## [WHAT YOU SHOULD DO]
Nothing in the records may be left out or altered; reproduce them all exactly.
——————————
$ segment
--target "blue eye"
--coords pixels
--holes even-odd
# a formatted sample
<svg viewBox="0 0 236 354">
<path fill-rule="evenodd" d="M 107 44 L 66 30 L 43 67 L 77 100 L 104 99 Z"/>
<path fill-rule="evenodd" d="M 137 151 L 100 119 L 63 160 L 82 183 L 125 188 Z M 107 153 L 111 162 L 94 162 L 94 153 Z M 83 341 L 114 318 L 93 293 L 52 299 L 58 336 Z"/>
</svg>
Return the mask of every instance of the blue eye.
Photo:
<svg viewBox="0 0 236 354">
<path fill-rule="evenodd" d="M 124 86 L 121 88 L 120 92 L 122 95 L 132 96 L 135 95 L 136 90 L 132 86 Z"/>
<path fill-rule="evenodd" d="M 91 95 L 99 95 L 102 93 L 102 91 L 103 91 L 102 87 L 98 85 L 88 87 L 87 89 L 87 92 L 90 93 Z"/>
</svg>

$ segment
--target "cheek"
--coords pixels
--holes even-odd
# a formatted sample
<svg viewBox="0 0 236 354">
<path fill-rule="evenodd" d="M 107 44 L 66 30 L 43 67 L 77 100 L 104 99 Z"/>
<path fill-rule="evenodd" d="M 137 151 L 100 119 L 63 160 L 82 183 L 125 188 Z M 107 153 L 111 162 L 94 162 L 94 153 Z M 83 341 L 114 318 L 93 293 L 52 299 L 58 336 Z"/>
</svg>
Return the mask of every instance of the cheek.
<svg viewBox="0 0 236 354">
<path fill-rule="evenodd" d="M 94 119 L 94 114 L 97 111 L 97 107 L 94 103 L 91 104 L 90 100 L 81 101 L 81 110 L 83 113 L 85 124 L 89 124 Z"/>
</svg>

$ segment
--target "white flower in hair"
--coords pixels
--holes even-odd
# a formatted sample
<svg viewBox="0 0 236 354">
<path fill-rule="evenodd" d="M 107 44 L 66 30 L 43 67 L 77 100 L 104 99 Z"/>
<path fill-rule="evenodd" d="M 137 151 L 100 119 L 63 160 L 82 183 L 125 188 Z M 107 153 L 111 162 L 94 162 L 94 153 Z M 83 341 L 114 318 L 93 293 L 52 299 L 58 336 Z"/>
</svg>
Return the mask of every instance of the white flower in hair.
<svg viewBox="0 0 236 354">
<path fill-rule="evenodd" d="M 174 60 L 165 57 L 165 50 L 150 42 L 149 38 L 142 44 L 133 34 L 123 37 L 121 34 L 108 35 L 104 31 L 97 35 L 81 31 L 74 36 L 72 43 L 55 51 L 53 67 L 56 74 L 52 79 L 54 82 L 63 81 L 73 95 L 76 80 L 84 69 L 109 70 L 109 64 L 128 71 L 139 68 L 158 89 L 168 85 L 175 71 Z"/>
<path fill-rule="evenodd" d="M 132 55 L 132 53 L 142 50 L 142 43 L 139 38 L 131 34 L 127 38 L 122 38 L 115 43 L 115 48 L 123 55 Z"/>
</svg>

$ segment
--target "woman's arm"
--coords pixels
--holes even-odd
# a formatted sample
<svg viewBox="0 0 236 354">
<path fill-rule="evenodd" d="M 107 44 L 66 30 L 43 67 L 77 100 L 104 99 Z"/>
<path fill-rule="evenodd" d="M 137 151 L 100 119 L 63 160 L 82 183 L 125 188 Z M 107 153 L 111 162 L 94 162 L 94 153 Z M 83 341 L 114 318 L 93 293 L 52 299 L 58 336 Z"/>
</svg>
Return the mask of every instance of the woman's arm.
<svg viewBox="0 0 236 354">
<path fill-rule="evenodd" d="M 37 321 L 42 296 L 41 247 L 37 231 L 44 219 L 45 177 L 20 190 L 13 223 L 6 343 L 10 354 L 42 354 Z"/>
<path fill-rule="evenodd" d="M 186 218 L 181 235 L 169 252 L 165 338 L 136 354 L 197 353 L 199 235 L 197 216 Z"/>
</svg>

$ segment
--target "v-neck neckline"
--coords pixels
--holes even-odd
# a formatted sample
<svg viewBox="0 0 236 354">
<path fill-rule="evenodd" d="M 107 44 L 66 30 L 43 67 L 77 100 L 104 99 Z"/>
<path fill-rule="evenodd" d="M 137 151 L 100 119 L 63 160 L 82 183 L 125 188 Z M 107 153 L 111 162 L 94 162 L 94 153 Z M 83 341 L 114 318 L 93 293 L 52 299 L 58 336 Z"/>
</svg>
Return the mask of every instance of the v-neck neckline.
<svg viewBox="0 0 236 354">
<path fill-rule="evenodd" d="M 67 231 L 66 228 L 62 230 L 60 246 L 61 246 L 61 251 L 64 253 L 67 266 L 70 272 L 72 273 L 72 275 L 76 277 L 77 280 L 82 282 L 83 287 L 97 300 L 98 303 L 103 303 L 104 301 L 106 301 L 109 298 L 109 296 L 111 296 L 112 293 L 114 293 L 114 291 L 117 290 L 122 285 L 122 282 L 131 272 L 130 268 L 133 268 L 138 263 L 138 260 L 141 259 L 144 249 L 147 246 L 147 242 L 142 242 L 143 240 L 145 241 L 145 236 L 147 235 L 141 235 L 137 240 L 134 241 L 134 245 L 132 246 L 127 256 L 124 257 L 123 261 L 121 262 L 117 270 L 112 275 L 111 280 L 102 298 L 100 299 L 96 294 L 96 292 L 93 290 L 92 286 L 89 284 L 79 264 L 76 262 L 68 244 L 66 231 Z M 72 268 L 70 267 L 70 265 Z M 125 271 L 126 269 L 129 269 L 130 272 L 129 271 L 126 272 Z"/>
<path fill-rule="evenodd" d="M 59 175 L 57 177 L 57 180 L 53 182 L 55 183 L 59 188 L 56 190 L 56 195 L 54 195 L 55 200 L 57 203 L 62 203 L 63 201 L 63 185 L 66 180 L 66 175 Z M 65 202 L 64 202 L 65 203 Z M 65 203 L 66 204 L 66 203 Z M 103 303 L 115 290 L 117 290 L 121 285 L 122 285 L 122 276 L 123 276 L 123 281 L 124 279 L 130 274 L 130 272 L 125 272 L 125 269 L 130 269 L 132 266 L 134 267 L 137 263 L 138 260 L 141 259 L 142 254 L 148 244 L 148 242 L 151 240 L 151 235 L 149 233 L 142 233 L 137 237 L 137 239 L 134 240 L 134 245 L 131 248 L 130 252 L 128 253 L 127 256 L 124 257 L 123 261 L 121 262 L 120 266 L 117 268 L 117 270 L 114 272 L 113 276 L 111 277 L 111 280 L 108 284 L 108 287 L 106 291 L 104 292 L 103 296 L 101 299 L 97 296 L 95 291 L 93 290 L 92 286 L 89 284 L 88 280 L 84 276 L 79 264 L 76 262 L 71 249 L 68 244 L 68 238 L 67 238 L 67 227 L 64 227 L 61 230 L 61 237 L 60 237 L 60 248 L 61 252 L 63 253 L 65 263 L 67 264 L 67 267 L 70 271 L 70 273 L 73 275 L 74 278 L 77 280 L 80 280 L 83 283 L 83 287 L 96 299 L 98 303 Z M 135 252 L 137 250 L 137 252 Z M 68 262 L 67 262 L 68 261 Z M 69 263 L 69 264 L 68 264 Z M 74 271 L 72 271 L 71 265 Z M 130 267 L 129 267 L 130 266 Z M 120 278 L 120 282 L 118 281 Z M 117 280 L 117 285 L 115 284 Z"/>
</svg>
——————————
## [RESULT]
$ segment
--target "blue eye"
--coords pixels
--holes even-odd
# a formatted sample
<svg viewBox="0 0 236 354">
<path fill-rule="evenodd" d="M 107 44 L 66 30 L 43 67 L 77 100 L 104 99 Z"/>
<path fill-rule="evenodd" d="M 137 151 L 100 119 L 63 160 L 82 183 L 125 188 Z M 107 153 L 111 162 L 94 162 L 94 153 Z M 83 341 L 114 318 L 93 293 L 52 299 L 58 336 Z"/>
</svg>
Return the mask of every instance of the blue eye.
Photo:
<svg viewBox="0 0 236 354">
<path fill-rule="evenodd" d="M 124 86 L 121 88 L 120 92 L 122 95 L 132 96 L 135 95 L 136 90 L 132 86 Z"/>
<path fill-rule="evenodd" d="M 91 95 L 99 95 L 102 93 L 102 91 L 103 91 L 102 87 L 98 85 L 88 87 L 87 89 L 87 92 L 90 93 Z"/>
</svg>

$ segment
--target "cheek"
--coords pixels
--holes even-odd
# a formatted sample
<svg viewBox="0 0 236 354">
<path fill-rule="evenodd" d="M 107 44 L 66 30 L 43 67 L 77 100 L 104 99 Z"/>
<path fill-rule="evenodd" d="M 137 151 L 100 119 L 63 160 L 82 183 L 125 188 Z M 107 153 L 111 162 L 94 162 L 94 153 Z M 83 341 L 114 318 L 93 293 L 52 299 L 58 336 Z"/>
</svg>
Return the mask of every instance of the cheek.
<svg viewBox="0 0 236 354">
<path fill-rule="evenodd" d="M 94 119 L 94 114 L 97 111 L 97 107 L 94 103 L 91 104 L 90 100 L 81 101 L 81 110 L 83 113 L 85 124 L 89 124 Z"/>
</svg>

$ segment
--target "white flower in hair"
--coords pixels
--holes even-odd
# a formatted sample
<svg viewBox="0 0 236 354">
<path fill-rule="evenodd" d="M 107 44 L 66 30 L 43 67 L 77 100 L 104 99 Z"/>
<path fill-rule="evenodd" d="M 137 151 L 100 119 L 63 160 L 82 183 L 125 188 Z M 107 153 L 111 162 L 94 162 L 94 153 Z M 83 341 L 114 318 L 93 293 L 52 299 L 58 336 Z"/>
</svg>
Return the mask of every instance of the white flower in hair.
<svg viewBox="0 0 236 354">
<path fill-rule="evenodd" d="M 174 60 L 165 57 L 165 50 L 150 42 L 149 38 L 142 44 L 133 34 L 123 37 L 121 34 L 108 35 L 104 31 L 97 35 L 81 31 L 74 36 L 72 43 L 55 51 L 53 67 L 56 74 L 52 79 L 54 82 L 63 81 L 73 95 L 76 80 L 84 69 L 109 70 L 109 64 L 128 71 L 139 68 L 158 89 L 168 85 L 175 71 Z"/>
<path fill-rule="evenodd" d="M 132 55 L 132 53 L 142 50 L 142 43 L 139 38 L 131 34 L 127 38 L 122 38 L 115 43 L 115 48 L 123 55 Z"/>
</svg>

$ segment
--target "woman's arm"
--coords pixels
--holes even-odd
# a formatted sample
<svg viewBox="0 0 236 354">
<path fill-rule="evenodd" d="M 107 44 L 66 30 L 43 67 L 77 100 L 104 99 Z"/>
<path fill-rule="evenodd" d="M 137 151 L 100 119 L 63 160 L 82 183 L 125 188 Z M 107 153 L 111 162 L 94 162 L 94 153 Z M 83 341 L 114 318 L 93 293 L 52 299 L 58 336 Z"/>
</svg>
Return the mask of every instance of the woman's arm.
<svg viewBox="0 0 236 354">
<path fill-rule="evenodd" d="M 37 321 L 42 296 L 41 247 L 37 231 L 44 219 L 45 177 L 20 190 L 13 223 L 6 343 L 10 354 L 42 354 Z"/>
<path fill-rule="evenodd" d="M 186 218 L 181 235 L 169 252 L 165 338 L 136 354 L 197 353 L 199 235 L 197 216 Z"/>
</svg>

$ segment
--target "v-neck neckline"
--coords pixels
--holes even-odd
# a formatted sample
<svg viewBox="0 0 236 354">
<path fill-rule="evenodd" d="M 107 44 L 66 30 L 43 67 L 77 100 L 104 99 Z"/>
<path fill-rule="evenodd" d="M 137 151 L 100 119 L 63 160 L 82 183 L 125 188 Z M 107 153 L 111 162 L 94 162 L 94 153 Z M 83 341 L 114 318 L 93 293 L 52 299 L 58 336 Z"/>
</svg>
Return the mask of every instance of the v-neck neckline.
<svg viewBox="0 0 236 354">
<path fill-rule="evenodd" d="M 67 231 L 66 228 L 62 230 L 60 246 L 61 246 L 61 251 L 64 253 L 67 266 L 70 272 L 72 273 L 72 275 L 76 277 L 77 280 L 82 282 L 83 287 L 97 300 L 98 303 L 103 303 L 104 301 L 106 301 L 109 298 L 109 296 L 111 296 L 112 293 L 114 293 L 114 291 L 117 290 L 122 285 L 122 282 L 131 272 L 130 268 L 133 268 L 138 263 L 138 260 L 141 259 L 144 249 L 147 246 L 147 242 L 142 242 L 143 240 L 145 241 L 145 236 L 147 235 L 141 235 L 137 240 L 134 241 L 134 245 L 132 246 L 127 256 L 124 257 L 123 261 L 121 262 L 117 270 L 112 275 L 111 280 L 102 298 L 100 299 L 96 294 L 96 292 L 93 290 L 92 286 L 89 284 L 79 264 L 76 262 L 68 244 L 66 231 Z M 72 268 L 70 267 L 70 265 Z M 125 271 L 126 269 L 129 269 L 130 272 L 129 271 L 126 272 Z"/>
<path fill-rule="evenodd" d="M 59 175 L 57 177 L 57 180 L 53 182 L 55 183 L 59 188 L 56 190 L 56 195 L 54 195 L 55 200 L 57 203 L 62 203 L 63 201 L 63 185 L 66 180 L 66 175 Z M 65 202 L 64 202 L 65 203 Z M 65 203 L 66 204 L 66 203 Z M 103 303 L 115 290 L 117 290 L 121 285 L 122 285 L 122 276 L 123 276 L 123 281 L 124 279 L 130 274 L 130 272 L 125 272 L 125 269 L 130 269 L 132 266 L 134 267 L 137 263 L 138 260 L 141 259 L 142 254 L 148 244 L 148 242 L 151 240 L 151 235 L 149 233 L 142 233 L 137 237 L 137 239 L 134 240 L 134 245 L 131 248 L 130 252 L 128 253 L 127 256 L 124 257 L 123 261 L 121 262 L 120 266 L 117 268 L 117 270 L 114 272 L 113 276 L 111 277 L 111 280 L 108 284 L 108 287 L 106 291 L 104 292 L 103 296 L 101 299 L 97 296 L 95 291 L 93 290 L 92 286 L 89 284 L 88 280 L 84 276 L 79 264 L 76 262 L 71 249 L 68 244 L 68 238 L 67 238 L 67 227 L 64 227 L 61 230 L 61 237 L 60 237 L 60 248 L 61 252 L 63 253 L 65 263 L 67 264 L 67 267 L 70 271 L 70 273 L 73 275 L 74 278 L 77 280 L 80 280 L 83 283 L 83 287 L 96 299 L 98 303 Z M 135 252 L 137 250 L 137 252 Z M 68 262 L 67 262 L 68 261 Z M 69 263 L 69 264 L 68 264 Z M 74 271 L 72 271 L 71 265 Z M 130 267 L 129 267 L 130 266 Z M 120 278 L 120 282 L 118 281 Z M 117 280 L 117 285 L 115 284 Z"/>
</svg>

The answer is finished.